◆ Exercise goal
Set down the following records again, keeping every line unchanged.

[Records of outlines for named regions]
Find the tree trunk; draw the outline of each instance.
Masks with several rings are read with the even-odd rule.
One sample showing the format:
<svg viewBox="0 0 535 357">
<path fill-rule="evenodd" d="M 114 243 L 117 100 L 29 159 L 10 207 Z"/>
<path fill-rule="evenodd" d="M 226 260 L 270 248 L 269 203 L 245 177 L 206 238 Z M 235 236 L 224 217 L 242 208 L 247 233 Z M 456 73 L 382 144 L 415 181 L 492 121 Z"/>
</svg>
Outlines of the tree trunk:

◆ Answer below
Find the tree trunk; draw the outline of each instance.
Masks with several rings are read with the even-odd rule.
One sample showing the format:
<svg viewBox="0 0 535 357">
<path fill-rule="evenodd" d="M 114 243 L 117 100 L 29 159 L 10 207 Z"/>
<path fill-rule="evenodd" d="M 226 260 L 270 248 L 269 203 L 245 177 L 206 238 Z M 235 236 L 224 217 L 242 208 L 247 233 Z M 456 73 L 382 144 L 415 181 L 492 121 Z"/>
</svg>
Outlines of the tree trunk:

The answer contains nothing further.